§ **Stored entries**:
• • • • • • •

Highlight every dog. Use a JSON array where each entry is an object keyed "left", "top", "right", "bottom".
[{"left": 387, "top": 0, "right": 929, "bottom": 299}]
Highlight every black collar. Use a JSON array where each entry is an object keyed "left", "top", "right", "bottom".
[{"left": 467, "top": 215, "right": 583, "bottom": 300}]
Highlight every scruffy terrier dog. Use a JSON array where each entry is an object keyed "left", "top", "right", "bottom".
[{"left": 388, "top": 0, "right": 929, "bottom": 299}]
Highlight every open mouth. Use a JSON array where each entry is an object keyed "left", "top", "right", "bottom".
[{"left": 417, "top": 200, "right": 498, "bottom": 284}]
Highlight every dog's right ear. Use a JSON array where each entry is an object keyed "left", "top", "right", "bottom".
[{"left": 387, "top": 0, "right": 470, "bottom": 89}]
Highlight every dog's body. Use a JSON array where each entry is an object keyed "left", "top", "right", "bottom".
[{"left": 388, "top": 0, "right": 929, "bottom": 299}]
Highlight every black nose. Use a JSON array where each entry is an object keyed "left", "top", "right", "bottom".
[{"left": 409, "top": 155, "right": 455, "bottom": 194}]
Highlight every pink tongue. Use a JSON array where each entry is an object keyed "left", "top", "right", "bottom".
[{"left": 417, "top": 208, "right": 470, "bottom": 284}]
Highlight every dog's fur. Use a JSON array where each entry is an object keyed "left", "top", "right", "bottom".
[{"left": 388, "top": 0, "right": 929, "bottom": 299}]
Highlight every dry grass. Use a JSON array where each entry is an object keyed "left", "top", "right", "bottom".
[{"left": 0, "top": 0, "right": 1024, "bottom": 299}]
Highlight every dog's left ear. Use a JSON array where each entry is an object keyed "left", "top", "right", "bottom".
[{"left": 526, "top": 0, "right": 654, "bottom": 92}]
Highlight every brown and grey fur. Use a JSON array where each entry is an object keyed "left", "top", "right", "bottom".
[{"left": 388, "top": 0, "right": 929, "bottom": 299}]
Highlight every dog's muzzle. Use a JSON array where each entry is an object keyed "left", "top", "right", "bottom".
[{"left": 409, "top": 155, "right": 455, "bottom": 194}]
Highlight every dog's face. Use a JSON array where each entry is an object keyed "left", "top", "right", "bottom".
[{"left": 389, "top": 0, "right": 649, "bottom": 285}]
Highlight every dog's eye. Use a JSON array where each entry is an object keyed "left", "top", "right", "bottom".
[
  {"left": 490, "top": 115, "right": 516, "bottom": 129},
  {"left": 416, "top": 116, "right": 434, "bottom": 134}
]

• • • • • • •

§ **Aim**: The records above are to be repeated exactly, in their entirety.

§ **Result for this task**:
Highlight every dog. Use a JSON array where each entry is an object keyed "left", "top", "right", "bottom".
[{"left": 387, "top": 0, "right": 929, "bottom": 299}]
Highlight every black collar. Use a JSON array where each entry is an object keyed "left", "top", "right", "bottom".
[{"left": 467, "top": 215, "right": 583, "bottom": 300}]
Highlight every scruffy terrier dog. Use a JSON array where each entry is an object keyed "left", "top", "right", "bottom".
[{"left": 388, "top": 0, "right": 929, "bottom": 299}]
Highlight every open mouth. Use a JSON array where each entry is an object keyed "left", "top", "right", "bottom".
[{"left": 417, "top": 200, "right": 498, "bottom": 284}]
Highlight every dog's right ear. Use a JSON array where each entry is an object keyed "left", "top", "right", "bottom".
[{"left": 387, "top": 0, "right": 470, "bottom": 89}]
Highlight every dog's body. Use a JSON array where each entry is an object keyed "left", "top", "right", "bottom".
[{"left": 388, "top": 0, "right": 929, "bottom": 299}]
Highlight every black nose. Use a JSON array where each entry is an object keyed "left", "top", "right", "bottom".
[{"left": 409, "top": 155, "right": 455, "bottom": 194}]
Highlight every pink tongue. Use a JSON array where each entry is an object keyed "left", "top", "right", "bottom".
[{"left": 417, "top": 208, "right": 470, "bottom": 284}]
Highlight every dog's fur. Use a JSON array where each entry is an object keyed "left", "top", "right", "bottom".
[{"left": 388, "top": 0, "right": 929, "bottom": 299}]
Highlight every dry grass. Use a JSON array where each entry is an object keyed "left", "top", "right", "bottom".
[{"left": 0, "top": 0, "right": 1024, "bottom": 299}]
Highlight every dog's left ear. Use a JSON array where each entry is an object keyed "left", "top", "right", "bottom".
[{"left": 526, "top": 0, "right": 654, "bottom": 92}]
Highlight every brown and grey fur. Use a JSON array where each entry is an object keyed "left", "top", "right", "bottom".
[{"left": 388, "top": 0, "right": 929, "bottom": 299}]
Highlight every dog's muzzle. Use a JSON array where each entry is an object keyed "left", "top", "right", "bottom".
[{"left": 409, "top": 155, "right": 455, "bottom": 194}]
Highlight every dog's face. Use a JSON array where each entry is an object keyed "left", "top", "right", "bottom".
[{"left": 389, "top": 0, "right": 649, "bottom": 285}]
Highlight every dog's eye. Use a JSON array where each entry is an object keyed "left", "top", "right", "bottom".
[
  {"left": 490, "top": 115, "right": 516, "bottom": 129},
  {"left": 416, "top": 116, "right": 434, "bottom": 134}
]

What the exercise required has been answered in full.